▸ **TASK**: Please copy all of the records below word for word, changing nothing.

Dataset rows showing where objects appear

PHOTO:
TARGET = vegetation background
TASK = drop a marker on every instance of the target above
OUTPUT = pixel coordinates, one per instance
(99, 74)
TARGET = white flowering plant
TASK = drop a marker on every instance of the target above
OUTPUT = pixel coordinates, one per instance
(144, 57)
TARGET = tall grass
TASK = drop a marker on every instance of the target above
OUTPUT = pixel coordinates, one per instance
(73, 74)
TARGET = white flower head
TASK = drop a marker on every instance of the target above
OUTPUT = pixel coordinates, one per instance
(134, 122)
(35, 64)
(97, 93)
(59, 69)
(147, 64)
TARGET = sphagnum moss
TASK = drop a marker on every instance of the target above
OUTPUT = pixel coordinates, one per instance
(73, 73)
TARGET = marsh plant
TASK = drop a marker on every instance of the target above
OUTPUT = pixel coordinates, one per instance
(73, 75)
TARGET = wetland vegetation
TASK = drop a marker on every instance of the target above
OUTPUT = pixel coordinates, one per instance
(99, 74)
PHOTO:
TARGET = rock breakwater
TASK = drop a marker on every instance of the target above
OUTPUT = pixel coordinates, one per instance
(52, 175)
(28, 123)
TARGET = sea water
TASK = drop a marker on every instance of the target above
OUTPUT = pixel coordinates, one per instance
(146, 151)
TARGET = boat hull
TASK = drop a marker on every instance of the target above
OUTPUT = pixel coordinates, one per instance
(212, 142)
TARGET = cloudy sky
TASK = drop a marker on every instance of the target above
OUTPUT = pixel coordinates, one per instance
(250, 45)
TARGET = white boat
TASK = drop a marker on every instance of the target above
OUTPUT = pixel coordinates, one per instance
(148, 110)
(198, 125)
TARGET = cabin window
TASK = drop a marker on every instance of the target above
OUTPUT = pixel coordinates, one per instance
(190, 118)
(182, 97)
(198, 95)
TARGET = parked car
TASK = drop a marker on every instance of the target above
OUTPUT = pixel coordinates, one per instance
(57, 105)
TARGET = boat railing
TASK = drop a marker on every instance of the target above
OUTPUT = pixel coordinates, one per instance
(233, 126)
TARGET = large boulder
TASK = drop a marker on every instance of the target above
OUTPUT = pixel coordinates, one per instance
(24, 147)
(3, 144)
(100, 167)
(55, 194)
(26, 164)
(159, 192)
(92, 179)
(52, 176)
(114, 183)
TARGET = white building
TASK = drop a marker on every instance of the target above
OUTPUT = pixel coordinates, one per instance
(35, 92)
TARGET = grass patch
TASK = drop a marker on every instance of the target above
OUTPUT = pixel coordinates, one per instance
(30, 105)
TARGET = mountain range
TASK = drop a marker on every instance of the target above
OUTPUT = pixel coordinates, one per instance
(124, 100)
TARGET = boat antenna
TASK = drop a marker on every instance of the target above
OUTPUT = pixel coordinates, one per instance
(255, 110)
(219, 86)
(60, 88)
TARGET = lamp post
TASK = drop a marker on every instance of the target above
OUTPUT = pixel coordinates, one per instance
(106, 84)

▸ **SOLUTION FOR THIS PROBLEM**:
PHOTO:
TARGET = vegetation background
TASK = drop a marker on every instance of the target above
OUTPUT = pixel coordinates, one per instance
(99, 74)
TARGET = white flowering plant
TASK = drop a marker on every instance of the target above
OUTPUT = pixel coordinates, one per instance
(144, 57)
TARGET = tall grass
TASK = drop a marker on every instance of the target above
OUTPUT = pixel coordinates, one per instance
(73, 74)
TARGET = white flower head
TASK = drop a marker on every instance of the target above
OUTPUT = pixel coordinates, one per instance
(134, 122)
(35, 64)
(97, 93)
(59, 69)
(147, 64)
TARGET = sphagnum moss
TASK = drop a marker on every instance of the target above
OUTPUT = pixel coordinates, one per instance
(73, 73)
TARGET = marsh plant
TASK = drop a marker on every instance of the target above
OUTPUT = pixel coordinates, one per instance
(73, 75)
TARGET = wetland vegetation
TASK = drop a marker on every instance of the target above
OUTPUT = pixel coordinates, one per instance
(99, 74)
PHOTO:
TARGET = rock breakwater
TASK = drop a marker on every instance of the target above
OUTPUT = pixel coordinates, one per instance
(52, 175)
(28, 123)
TARGET = sea water
TASK = drop a marker on every instance of the target above
OUTPUT = pixel coordinates, one per instance
(146, 151)
TARGET = boat hull
TASK = drop a marker on every instance of the target above
OUTPUT = pixel coordinates, one per instance
(212, 142)
TARGET = cloudy sky
TASK = drop a marker on every instance of the target above
OUTPUT = pixel coordinates, one per instance
(250, 45)
TARGET = white boat
TASK = drop a marker on every instance of the target above
OUTPUT = pixel coordinates, one per instance
(148, 110)
(198, 125)
TARGET = cabin window
TASK = drop a marker on every instance of the target above
OUTPUT = pixel coordinates, one per instance
(190, 118)
(182, 97)
(198, 95)
TARGET = parked car
TASK = drop a marker on every instance of the target above
OUTPUT = pixel coordinates, one per instance
(57, 105)
TARGET = boat railing
TASK = drop a marker on every instance of the target above
OUTPUT = pixel coordinates, one per instance
(233, 126)
TARGET = large boulder
TASK = drop a marker on every instance of the target above
OUTPUT = pixel coordinates, one per instance
(24, 147)
(3, 144)
(100, 167)
(55, 194)
(26, 164)
(159, 192)
(92, 179)
(52, 176)
(114, 183)
TARGET = white building
TASK = drop a marker on every instance of the target above
OUTPUT = pixel coordinates, one per instance
(35, 92)
TARGET = grass patch
TASK = drop a marker on every instance of the target above
OUTPUT = pixel coordinates, one per instance
(30, 105)
TARGET = mountain range
TASK = drop a marker on every instance of the target above
OUTPUT = pixel coordinates, one per instance
(124, 100)
TARGET = boat antenna
TASK = drop a marker on every instance of the target above
OUTPUT = pixel coordinates, one per instance
(255, 110)
(219, 86)
(60, 88)
TARGET = lamp post
TASK = drop a marker on every instance of the target above
OUTPUT = pixel coordinates, one per instance
(106, 84)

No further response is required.